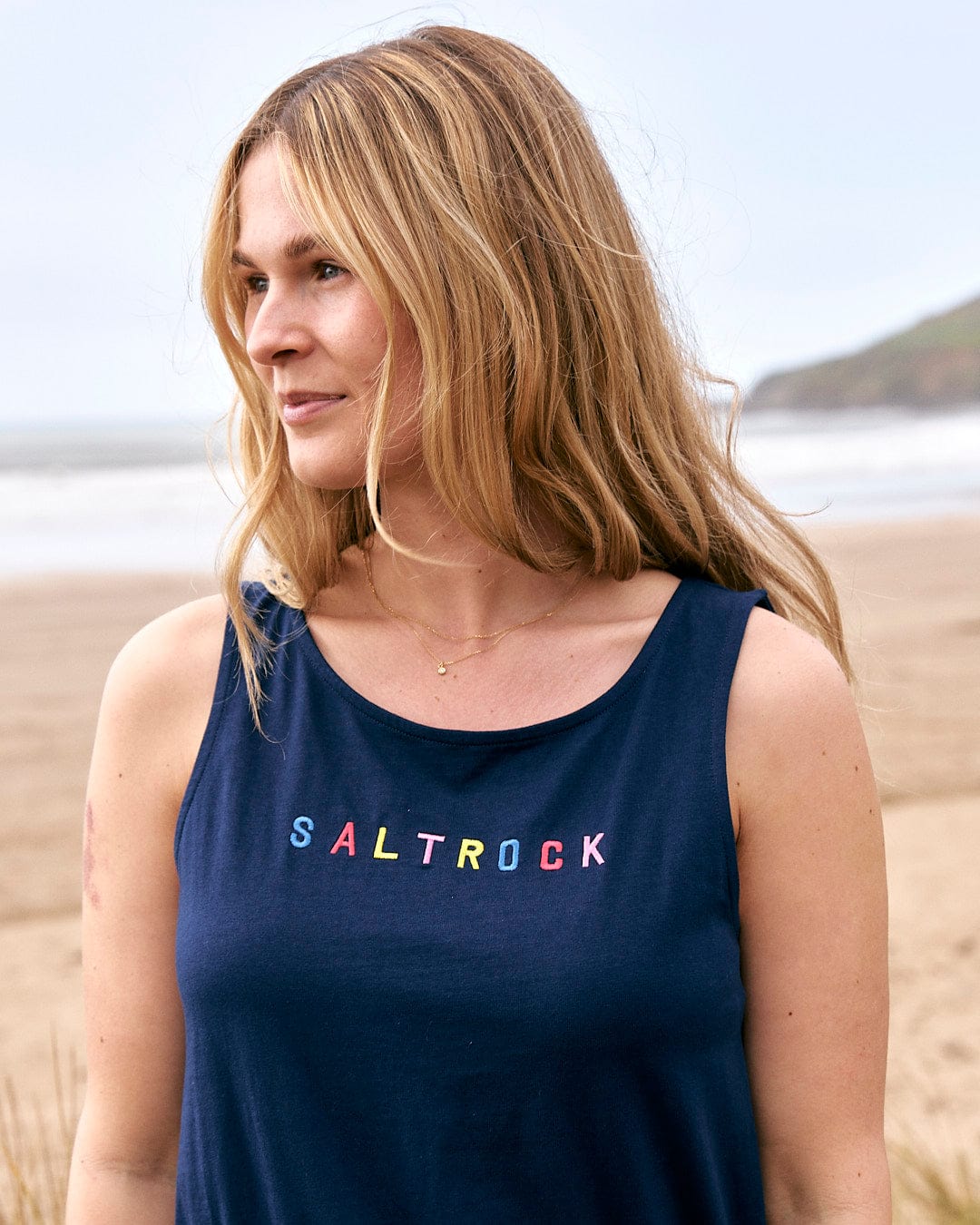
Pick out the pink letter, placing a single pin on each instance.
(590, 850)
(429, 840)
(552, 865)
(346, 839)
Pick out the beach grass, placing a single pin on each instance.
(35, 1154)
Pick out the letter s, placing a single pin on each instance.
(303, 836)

...

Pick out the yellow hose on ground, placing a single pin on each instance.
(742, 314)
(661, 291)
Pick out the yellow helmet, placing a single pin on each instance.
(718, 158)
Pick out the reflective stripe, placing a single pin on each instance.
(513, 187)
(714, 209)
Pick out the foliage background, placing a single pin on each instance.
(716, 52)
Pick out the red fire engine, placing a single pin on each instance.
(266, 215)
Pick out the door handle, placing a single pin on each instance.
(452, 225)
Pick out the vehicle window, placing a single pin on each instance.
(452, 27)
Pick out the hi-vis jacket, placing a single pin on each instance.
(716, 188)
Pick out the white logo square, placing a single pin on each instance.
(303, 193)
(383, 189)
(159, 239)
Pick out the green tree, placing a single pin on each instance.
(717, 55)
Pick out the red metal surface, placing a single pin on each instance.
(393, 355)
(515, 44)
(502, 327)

* * *

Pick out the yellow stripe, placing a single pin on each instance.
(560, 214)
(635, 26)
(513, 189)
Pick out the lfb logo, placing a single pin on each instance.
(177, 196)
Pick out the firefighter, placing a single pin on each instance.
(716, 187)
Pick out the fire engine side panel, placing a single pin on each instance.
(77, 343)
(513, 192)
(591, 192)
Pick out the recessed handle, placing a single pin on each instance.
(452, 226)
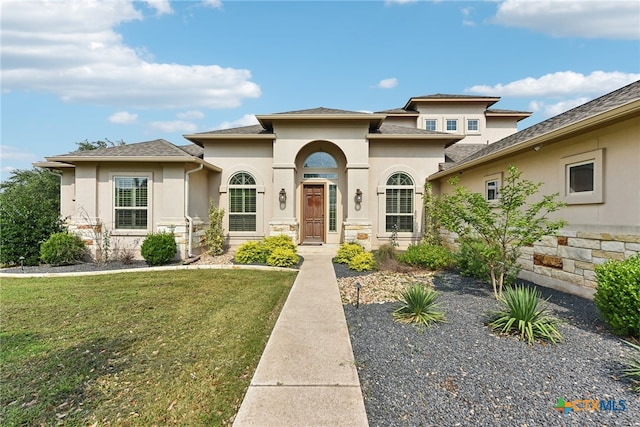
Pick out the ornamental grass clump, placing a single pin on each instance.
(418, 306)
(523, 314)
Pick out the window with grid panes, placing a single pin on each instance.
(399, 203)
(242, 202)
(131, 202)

* **Task brief**
Please gather every line of the data above that contains the word "window" and copy each one out.

* **Worked solution**
Pick out the vehicle window, placing a single pin on each instance.
Pick out the window with grid panes, placing a single pin on each instance.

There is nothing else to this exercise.